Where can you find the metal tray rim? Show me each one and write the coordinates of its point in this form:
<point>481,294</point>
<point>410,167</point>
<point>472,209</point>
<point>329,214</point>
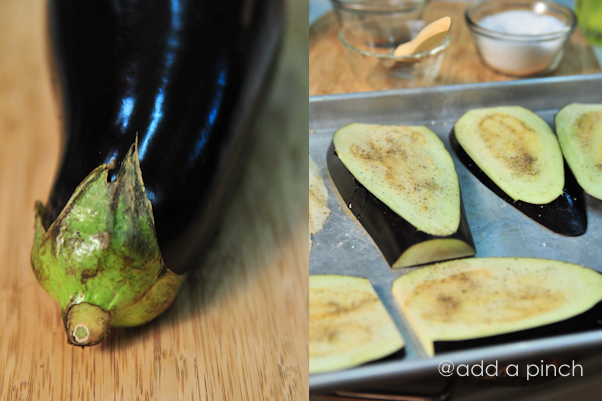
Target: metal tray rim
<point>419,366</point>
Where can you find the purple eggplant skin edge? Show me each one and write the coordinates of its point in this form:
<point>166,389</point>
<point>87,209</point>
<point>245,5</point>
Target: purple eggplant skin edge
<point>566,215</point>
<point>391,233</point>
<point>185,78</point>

==

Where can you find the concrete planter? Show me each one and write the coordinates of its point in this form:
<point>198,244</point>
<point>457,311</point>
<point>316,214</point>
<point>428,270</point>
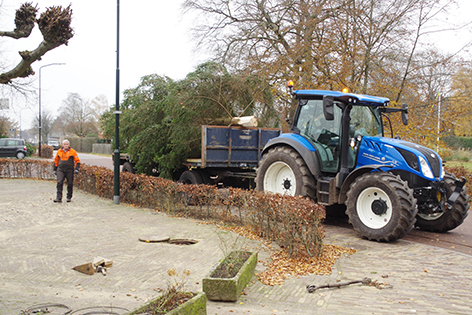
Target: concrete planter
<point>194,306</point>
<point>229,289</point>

==

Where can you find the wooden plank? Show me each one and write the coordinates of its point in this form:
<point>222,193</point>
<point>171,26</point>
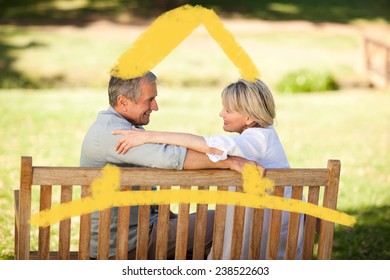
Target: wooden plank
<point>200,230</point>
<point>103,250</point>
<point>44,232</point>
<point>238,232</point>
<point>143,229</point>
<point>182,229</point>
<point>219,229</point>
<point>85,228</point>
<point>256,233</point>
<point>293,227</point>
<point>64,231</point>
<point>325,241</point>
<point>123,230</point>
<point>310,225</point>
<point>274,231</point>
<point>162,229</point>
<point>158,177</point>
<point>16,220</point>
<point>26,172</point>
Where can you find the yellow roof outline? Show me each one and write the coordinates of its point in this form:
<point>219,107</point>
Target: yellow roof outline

Short exercise →
Update the lines of the listing between the ones holding "Where can you find the wooden" and "Target: yellow roof outline", inclusive, by replacing "wooden plank" with "timber board" and keeping everything else the same. Leave the picture out of your answer.

In response →
Where can you find the timber board? Show me each one and write the coordinates of its point in this form:
<point>222,193</point>
<point>171,26</point>
Target: timber board
<point>200,230</point>
<point>103,250</point>
<point>44,232</point>
<point>238,232</point>
<point>143,229</point>
<point>182,229</point>
<point>219,229</point>
<point>85,228</point>
<point>256,233</point>
<point>293,227</point>
<point>64,231</point>
<point>325,241</point>
<point>123,230</point>
<point>310,225</point>
<point>274,231</point>
<point>162,229</point>
<point>158,177</point>
<point>16,220</point>
<point>26,172</point>
Where can you find the yellow roof outline? Show me each one and write the coordinates of its point in this form:
<point>219,107</point>
Target: yellow roof outline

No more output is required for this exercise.